本文抜粋:
☆ ☆ ☆ ☆ ☆

ストーリーを辿りながら見たこの作品、面白くて何度も眺めました
10点全部みてみたいものです
~他にも作品が、
⇩《素晴らしい花》制作年不詳
フーゴ・シンベリ スウェーデン国立美術館
↑ガッレン=カッレラから絵を学んだフーゴ・シンべリ(1873-1917)は、象徴主義と独自のユーモアや遊びを兼ね備えた作風で知られている画家。中でも中世の細密画と15世紀のルネサンス美術に魅了されていきました。
空高く咲いた白い花が印象的な作品。
なんだか鳥に見えて、可愛いと思ったら、
ちょっと意味合い違ったようです。。。
貧しさと豊かさの対比が描かれ、粗末な服を身にまとった男は花をありのままに楽しみたいと願いますが、一方で彼が悲しげに見つめるのは、高貴な身なりの男がこの花を独り占めするため、今まさに茎を切ろうとしている様子が描かれています。

☆ ☆ ☆ ☆ ☆

指示 1: 本文抜粋の「ストーリーを辿りながら見たこの作品、面白くて何度も眺めました」から「ちょっと意味合い違ったようです。。。」までの部分を、一字一句変えずに打ち直してください。

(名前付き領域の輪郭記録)
☆ ☆ ☆ ☆ ☆

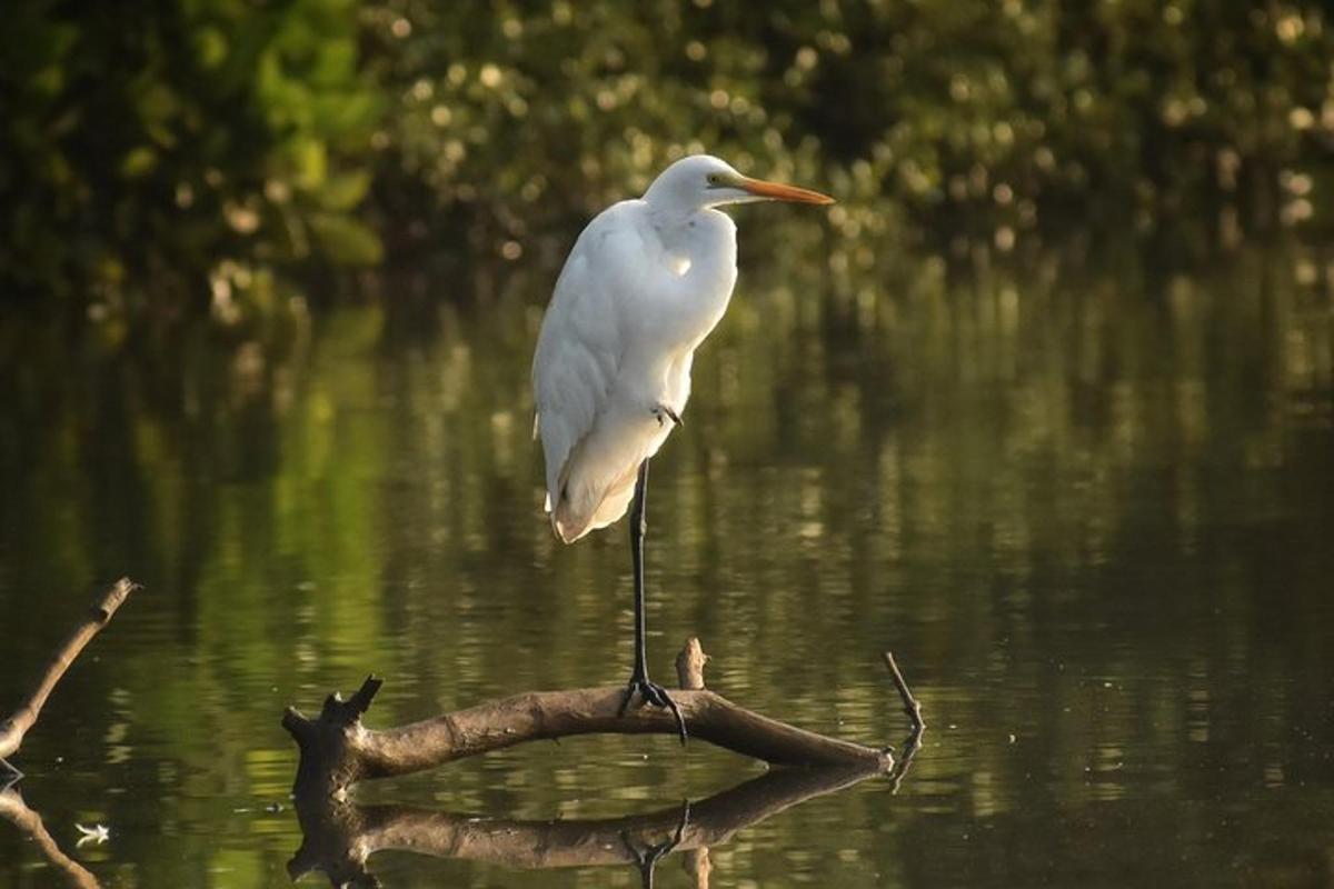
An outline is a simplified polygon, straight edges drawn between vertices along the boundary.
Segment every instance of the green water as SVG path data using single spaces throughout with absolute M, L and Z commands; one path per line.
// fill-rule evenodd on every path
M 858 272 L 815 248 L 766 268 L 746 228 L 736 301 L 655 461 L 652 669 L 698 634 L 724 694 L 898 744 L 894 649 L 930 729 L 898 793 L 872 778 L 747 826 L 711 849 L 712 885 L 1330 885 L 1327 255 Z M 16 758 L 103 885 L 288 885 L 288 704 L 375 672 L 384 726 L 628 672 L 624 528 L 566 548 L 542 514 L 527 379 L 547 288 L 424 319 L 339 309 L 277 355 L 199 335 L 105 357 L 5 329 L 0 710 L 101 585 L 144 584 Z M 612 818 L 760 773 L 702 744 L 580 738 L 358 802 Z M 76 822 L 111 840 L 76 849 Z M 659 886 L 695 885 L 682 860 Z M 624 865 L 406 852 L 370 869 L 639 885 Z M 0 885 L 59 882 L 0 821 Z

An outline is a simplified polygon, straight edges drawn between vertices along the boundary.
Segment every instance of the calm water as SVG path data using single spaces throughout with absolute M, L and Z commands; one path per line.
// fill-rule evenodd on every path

☆ ☆ ☆ ☆ ☆

指示 2: 記録のすべての行を、空行を除いて番号付きリストに入れてください。画像は答えに含めないでください。

正しい出力 1:
ストーリーを辿りながら見たこの作品、面白くて何度も眺めました
10点全部みてみたいものです
~他にも作品が、
⇩《素晴らしい花》制作年不詳
フーゴ・シンベリ スウェーデン国立美術館
↑ガッレン=カッレラから絵を学んだフーゴ・シンべリ(1873-1917)は、象徴主義と独自のユーモアや遊びを兼ね備えた作風で知られている画家。中でも中世の細密画と15世紀のルネサンス美術に魅了されていきました。
空高く咲いた白い花が印象的な作品。
なんだか鳥に見えて、可愛いと思ったら、
ちょっと意味合い違ったようです。。。

正しい出力 2:
1. An outline is a simplified polygon, straight edges drawn between vertices along the boundary.
2. Segment every instance of the green water as SVG path data using single spaces throughout with absolute M, L and Z commands; one path per line.
3. // fill-rule evenodd on every path
4. M 858 272 L 815 248 L 766 268 L 746 228 L 736 301 L 655 461 L 652 669 L 698 634 L 724 694 L 898 744 L 894 649 L 930 729 L 898 793 L 872 778 L 747 826 L 711 849 L 712 885 L 1330 885 L 1327 255 Z M 16 758 L 103 885 L 288 885 L 288 704 L 375 672 L 384 726 L 628 672 L 624 528 L 566 548 L 542 514 L 527 379 L 547 288 L 424 319 L 339 309 L 277 355 L 199 335 L 105 357 L 5 329 L 0 710 L 101 585 L 144 584 Z M 612 818 L 760 773 L 702 744 L 580 738 L 358 802 Z M 76 822 L 111 840 L 76 849 Z M 659 886 L 695 885 L 682 860 Z M 624 865 L 406 852 L 370 869 L 639 885 Z M 0 885 L 59 882 L 0 821 Z
5. An outline is a simplified polygon, straight edges drawn between vertices along the boundary.
6. Segment every instance of the calm water as SVG path data using single spaces throughout with absolute M, L and Z commands; one path per line.
7. // fill-rule evenodd on every path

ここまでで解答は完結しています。